### Short task
Please copy out the lines starting at the one containing "Where in the photo above do you see the hoodie" and ending at the one containing "[122,605,165,654]", both included. Reproduce them exactly and add nothing else.

Items listed in a dataset:

-=-=-=-=-

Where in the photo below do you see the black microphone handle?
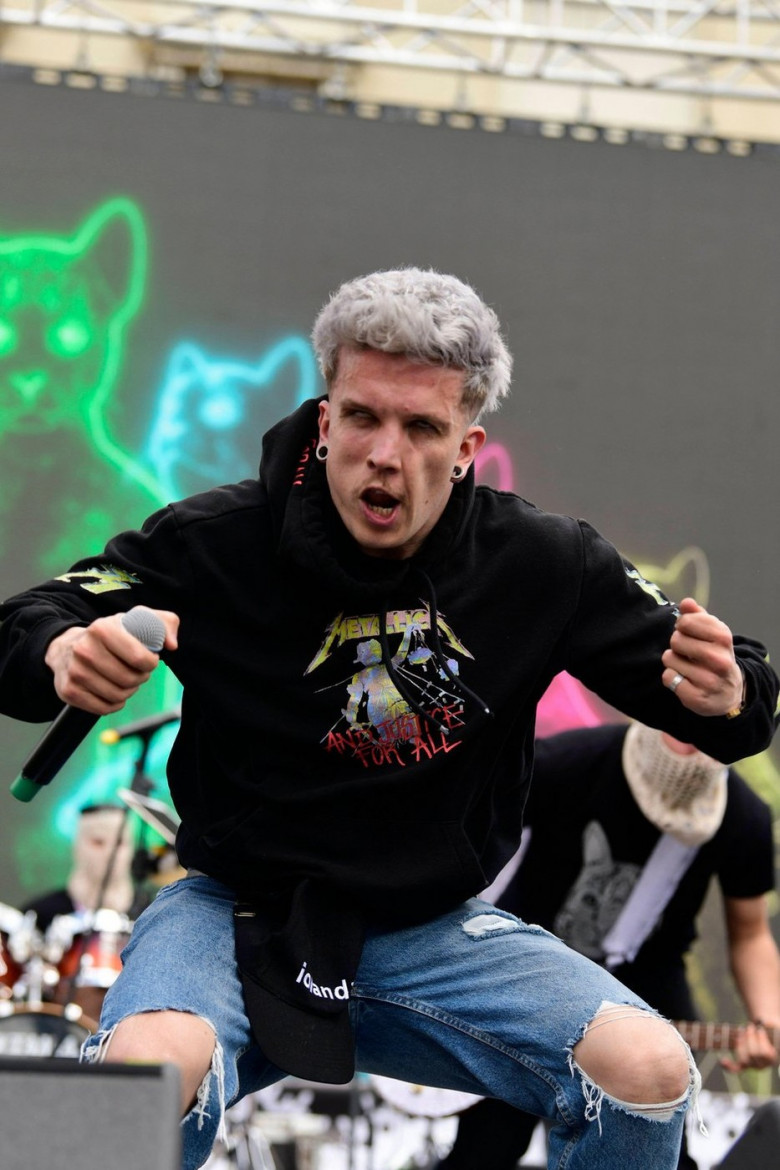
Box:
[11,605,165,803]
[21,707,99,786]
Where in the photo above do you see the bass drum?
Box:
[371,1075,482,1119]
[0,1000,97,1060]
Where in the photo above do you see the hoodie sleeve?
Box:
[0,508,192,723]
[568,521,779,764]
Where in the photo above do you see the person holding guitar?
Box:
[439,723,780,1170]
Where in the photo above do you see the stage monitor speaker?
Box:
[713,1101,780,1170]
[0,1057,181,1170]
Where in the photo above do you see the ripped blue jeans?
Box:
[82,876,698,1170]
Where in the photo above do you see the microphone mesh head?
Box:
[122,605,165,654]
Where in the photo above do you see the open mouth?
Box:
[360,488,399,519]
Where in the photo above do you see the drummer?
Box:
[22,804,152,932]
[22,804,157,1019]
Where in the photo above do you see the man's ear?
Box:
[319,398,331,443]
[457,427,488,472]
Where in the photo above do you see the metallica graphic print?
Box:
[305,607,474,766]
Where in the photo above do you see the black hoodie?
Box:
[0,400,778,922]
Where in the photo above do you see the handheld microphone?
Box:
[101,708,181,743]
[11,605,165,803]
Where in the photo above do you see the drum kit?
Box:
[203,1073,479,1170]
[0,903,132,1058]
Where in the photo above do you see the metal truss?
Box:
[0,0,780,102]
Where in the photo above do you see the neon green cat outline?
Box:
[0,197,165,502]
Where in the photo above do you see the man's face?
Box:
[74,808,133,881]
[319,349,485,558]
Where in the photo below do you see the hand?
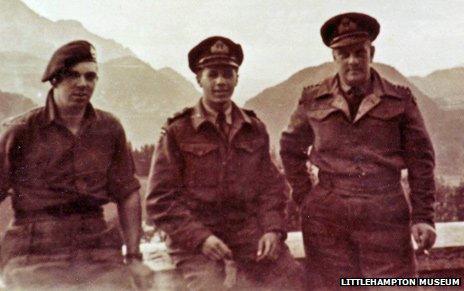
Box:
[201,235,232,261]
[411,222,437,252]
[256,231,280,262]
[127,260,155,290]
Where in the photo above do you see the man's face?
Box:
[333,41,374,86]
[197,66,238,108]
[54,62,98,109]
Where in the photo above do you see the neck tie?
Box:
[216,111,229,137]
[346,87,364,119]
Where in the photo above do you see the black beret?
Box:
[188,36,243,73]
[321,12,380,48]
[42,40,97,82]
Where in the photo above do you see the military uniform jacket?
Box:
[147,101,286,257]
[280,70,435,224]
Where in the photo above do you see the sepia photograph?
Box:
[0,0,464,291]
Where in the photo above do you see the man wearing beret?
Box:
[147,36,301,290]
[0,41,151,290]
[281,13,435,288]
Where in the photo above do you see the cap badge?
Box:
[211,40,229,54]
[337,17,358,34]
[90,46,97,60]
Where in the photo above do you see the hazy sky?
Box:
[23,0,464,103]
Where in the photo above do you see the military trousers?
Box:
[1,214,132,290]
[301,182,416,290]
[171,243,304,291]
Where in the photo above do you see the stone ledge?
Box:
[140,222,464,273]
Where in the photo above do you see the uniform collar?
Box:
[315,68,402,99]
[315,68,402,123]
[191,99,252,131]
[40,89,97,126]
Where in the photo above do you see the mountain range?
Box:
[0,0,134,61]
[0,0,200,147]
[409,67,464,110]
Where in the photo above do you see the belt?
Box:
[318,172,401,193]
[15,201,103,220]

-=-=-=-=-

### Answer to this exercise
Where in the photo above do you see the hoodie sleeve?
Box:
[0,508,192,723]
[568,521,779,764]
Where in the photo above do you see the person holding guitar?
Box:
[439,723,780,1170]
Where in the photo above do you see the stage monitor speaker?
Box:
[713,1101,780,1170]
[0,1057,181,1170]
Where in the photo above do you see the ripped blue jeans?
Box:
[82,876,698,1170]
Where in the photo above do you see the microphone mesh head?
Box:
[122,605,165,654]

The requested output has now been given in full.